Supplied records:
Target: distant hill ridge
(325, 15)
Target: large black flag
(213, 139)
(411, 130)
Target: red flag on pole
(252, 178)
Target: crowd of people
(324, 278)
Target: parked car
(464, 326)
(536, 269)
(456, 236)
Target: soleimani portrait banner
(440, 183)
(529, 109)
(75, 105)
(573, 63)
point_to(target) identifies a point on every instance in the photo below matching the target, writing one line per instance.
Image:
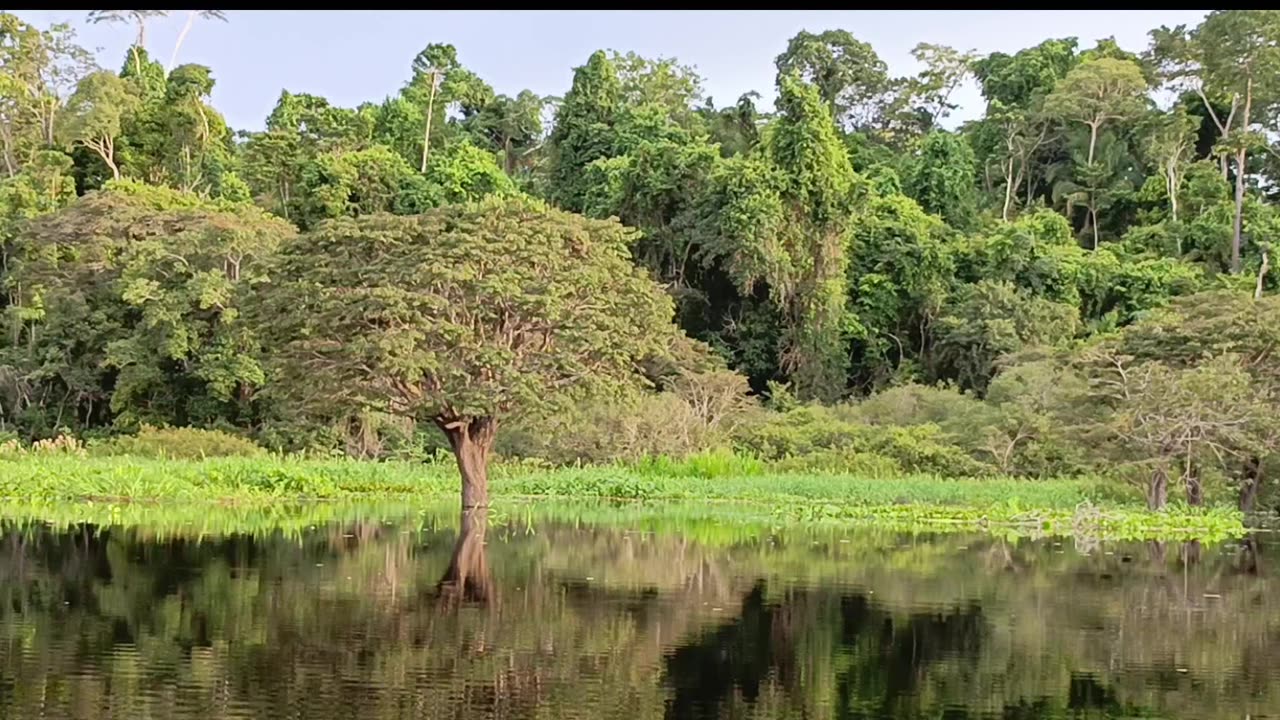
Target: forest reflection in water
(552, 616)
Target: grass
(123, 488)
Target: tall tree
(584, 128)
(96, 113)
(781, 218)
(1097, 92)
(849, 74)
(460, 317)
(39, 68)
(1232, 58)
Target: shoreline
(132, 490)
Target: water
(552, 616)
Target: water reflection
(552, 618)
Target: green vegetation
(68, 483)
(1077, 287)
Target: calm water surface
(553, 616)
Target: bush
(822, 437)
(179, 443)
(698, 413)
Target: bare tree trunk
(1262, 273)
(1242, 156)
(467, 578)
(186, 28)
(1009, 190)
(430, 110)
(1238, 222)
(1194, 488)
(1191, 552)
(1093, 141)
(471, 438)
(1157, 488)
(1249, 483)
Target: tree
(461, 317)
(988, 322)
(849, 74)
(781, 219)
(584, 128)
(96, 113)
(1019, 80)
(945, 68)
(1232, 58)
(1096, 92)
(942, 178)
(1169, 144)
(37, 69)
(132, 300)
(1211, 326)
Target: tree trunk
(1242, 156)
(1157, 490)
(471, 438)
(186, 28)
(1191, 552)
(1251, 483)
(467, 578)
(1093, 141)
(1194, 490)
(1238, 222)
(430, 110)
(1009, 190)
(1262, 273)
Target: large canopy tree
(460, 317)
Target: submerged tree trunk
(471, 438)
(467, 577)
(1194, 488)
(1249, 483)
(1157, 488)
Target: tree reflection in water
(387, 620)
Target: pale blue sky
(355, 55)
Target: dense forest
(1077, 282)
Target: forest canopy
(839, 249)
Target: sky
(350, 57)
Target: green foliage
(899, 277)
(841, 246)
(465, 311)
(848, 72)
(942, 180)
(129, 305)
(991, 320)
(177, 443)
(583, 128)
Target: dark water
(562, 619)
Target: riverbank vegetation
(1074, 287)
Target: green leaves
(465, 311)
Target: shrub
(696, 413)
(178, 443)
(822, 434)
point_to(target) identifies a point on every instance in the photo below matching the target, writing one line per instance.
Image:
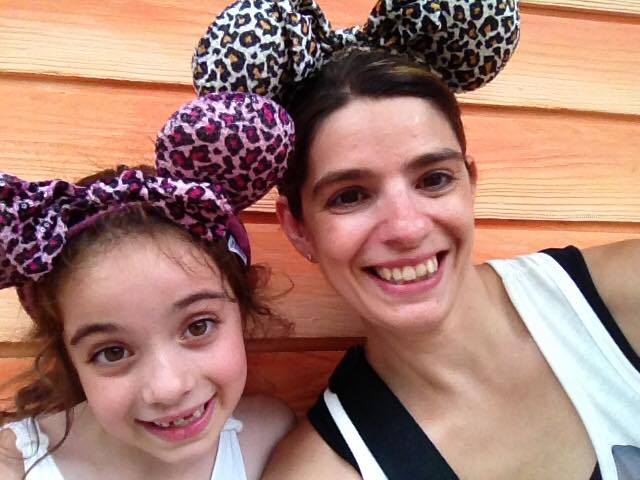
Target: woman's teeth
(184, 421)
(409, 273)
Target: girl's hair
(358, 74)
(52, 385)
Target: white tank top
(33, 444)
(600, 380)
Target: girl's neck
(104, 456)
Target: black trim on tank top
(395, 440)
(572, 261)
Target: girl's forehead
(138, 275)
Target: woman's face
(388, 210)
(158, 345)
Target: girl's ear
(294, 229)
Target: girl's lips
(181, 433)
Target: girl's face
(158, 345)
(388, 210)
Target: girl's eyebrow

Problem to solve: Only the lines from the one containing "Target: large canopy tree" to the end of the listing belong in the answer, exactly as they stand and with no pictures.

Task solution:
Target: large canopy tree
(460, 317)
Target: submerged tree trunk
(471, 438)
(467, 577)
(1194, 488)
(1249, 483)
(1157, 488)
Target: tree reflection in water
(387, 620)
Target: pale blue sky
(355, 55)
Target: dense forest
(1077, 282)
Target: forest canopy
(839, 249)
Target: sky
(350, 57)
Target: green foliage
(899, 277)
(841, 246)
(465, 311)
(848, 72)
(942, 180)
(129, 305)
(991, 320)
(177, 443)
(583, 128)
Target: dark water
(562, 619)
Target: riverbank vegetation
(1074, 287)
Target: green leaves
(465, 311)
Target: shrub
(696, 413)
(178, 443)
(822, 434)
point_to(target) identifies a point on every instance in the photo below matching the target, writing one line per instance.
Image:
Target: woman's teeth
(184, 421)
(409, 273)
Target: girl's hair
(358, 74)
(52, 385)
Target: white tank top
(33, 444)
(600, 380)
Target: girl's neck
(104, 456)
Target: black trim on tank top
(395, 440)
(572, 261)
Target: girl's forehead
(138, 275)
Target: woman's face
(388, 210)
(158, 345)
Target: girl's ear
(294, 229)
Target: girl's lips
(181, 433)
Target: girl's face
(158, 345)
(388, 210)
Target: girl's eyebrow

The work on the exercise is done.